* **Instructions to follow**: Work through the records below and copy every line that includes "store".

***** Exercise input

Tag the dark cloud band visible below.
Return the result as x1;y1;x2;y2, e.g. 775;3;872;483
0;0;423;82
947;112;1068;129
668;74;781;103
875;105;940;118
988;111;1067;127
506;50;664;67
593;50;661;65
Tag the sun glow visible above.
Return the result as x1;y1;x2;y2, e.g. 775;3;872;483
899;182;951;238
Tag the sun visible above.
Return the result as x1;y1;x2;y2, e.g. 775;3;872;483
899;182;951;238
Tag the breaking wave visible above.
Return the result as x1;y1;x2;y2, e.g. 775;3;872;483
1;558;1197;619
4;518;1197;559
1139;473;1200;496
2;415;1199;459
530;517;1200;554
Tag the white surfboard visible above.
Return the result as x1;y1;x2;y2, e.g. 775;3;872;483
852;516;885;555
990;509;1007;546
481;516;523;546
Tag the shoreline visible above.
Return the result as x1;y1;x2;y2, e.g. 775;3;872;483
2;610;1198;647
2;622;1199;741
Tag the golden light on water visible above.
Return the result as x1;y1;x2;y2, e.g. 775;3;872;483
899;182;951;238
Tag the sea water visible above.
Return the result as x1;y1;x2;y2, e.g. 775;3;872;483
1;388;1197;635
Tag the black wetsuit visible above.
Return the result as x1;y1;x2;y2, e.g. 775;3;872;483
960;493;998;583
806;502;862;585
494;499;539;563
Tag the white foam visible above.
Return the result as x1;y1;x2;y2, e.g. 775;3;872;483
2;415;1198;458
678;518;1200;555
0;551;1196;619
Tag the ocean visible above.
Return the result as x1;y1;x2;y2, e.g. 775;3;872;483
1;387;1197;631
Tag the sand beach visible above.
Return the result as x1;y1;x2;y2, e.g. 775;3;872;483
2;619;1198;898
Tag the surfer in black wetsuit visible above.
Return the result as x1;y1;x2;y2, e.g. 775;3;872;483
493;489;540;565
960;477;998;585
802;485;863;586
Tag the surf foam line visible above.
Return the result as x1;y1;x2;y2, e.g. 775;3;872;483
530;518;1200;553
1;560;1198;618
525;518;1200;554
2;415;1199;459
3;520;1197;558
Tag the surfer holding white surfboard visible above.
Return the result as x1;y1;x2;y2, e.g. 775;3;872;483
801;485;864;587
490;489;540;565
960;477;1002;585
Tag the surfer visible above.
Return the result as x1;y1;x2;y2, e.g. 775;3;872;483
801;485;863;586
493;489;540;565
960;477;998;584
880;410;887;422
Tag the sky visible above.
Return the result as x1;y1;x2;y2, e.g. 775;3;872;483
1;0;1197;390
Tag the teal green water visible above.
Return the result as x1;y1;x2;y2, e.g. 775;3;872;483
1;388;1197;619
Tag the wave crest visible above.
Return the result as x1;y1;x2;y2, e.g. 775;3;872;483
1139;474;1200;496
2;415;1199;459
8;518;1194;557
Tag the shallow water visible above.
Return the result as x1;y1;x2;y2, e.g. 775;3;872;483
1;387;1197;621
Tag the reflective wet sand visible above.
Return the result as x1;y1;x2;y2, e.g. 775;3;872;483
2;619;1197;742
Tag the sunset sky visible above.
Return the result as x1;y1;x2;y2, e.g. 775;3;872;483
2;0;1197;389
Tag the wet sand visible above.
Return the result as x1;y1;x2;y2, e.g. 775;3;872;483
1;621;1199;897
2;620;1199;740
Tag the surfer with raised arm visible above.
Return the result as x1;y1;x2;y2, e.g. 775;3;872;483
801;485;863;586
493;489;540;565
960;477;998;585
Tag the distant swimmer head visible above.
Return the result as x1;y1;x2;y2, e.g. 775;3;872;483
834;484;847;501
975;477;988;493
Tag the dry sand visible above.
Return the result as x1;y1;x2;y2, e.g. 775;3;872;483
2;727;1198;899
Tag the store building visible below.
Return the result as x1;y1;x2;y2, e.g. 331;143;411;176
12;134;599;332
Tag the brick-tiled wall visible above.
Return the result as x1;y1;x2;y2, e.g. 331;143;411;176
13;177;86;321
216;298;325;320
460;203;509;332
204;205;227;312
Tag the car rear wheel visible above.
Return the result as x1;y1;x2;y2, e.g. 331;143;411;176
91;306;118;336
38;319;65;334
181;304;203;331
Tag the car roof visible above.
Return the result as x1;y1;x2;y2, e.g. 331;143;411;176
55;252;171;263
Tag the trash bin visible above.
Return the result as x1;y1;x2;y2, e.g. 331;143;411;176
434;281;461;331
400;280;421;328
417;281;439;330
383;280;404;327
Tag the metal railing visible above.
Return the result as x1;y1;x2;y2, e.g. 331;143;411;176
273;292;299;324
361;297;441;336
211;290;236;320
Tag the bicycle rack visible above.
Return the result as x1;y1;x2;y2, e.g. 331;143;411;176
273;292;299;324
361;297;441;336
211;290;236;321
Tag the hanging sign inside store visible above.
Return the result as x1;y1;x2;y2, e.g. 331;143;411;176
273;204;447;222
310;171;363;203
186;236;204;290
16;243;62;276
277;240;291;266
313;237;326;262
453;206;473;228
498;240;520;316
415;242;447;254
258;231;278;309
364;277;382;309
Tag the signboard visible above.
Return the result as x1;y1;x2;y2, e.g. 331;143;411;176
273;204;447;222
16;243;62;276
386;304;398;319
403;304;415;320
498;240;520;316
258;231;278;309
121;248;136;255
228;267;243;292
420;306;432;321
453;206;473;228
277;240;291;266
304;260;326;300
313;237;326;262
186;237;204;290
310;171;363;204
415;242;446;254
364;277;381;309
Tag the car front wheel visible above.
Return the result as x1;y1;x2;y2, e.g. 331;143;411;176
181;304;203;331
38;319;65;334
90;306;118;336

**********

* **Result of the task**:
Tag the store building visible below.
Tag the hanging sign inside store visible above.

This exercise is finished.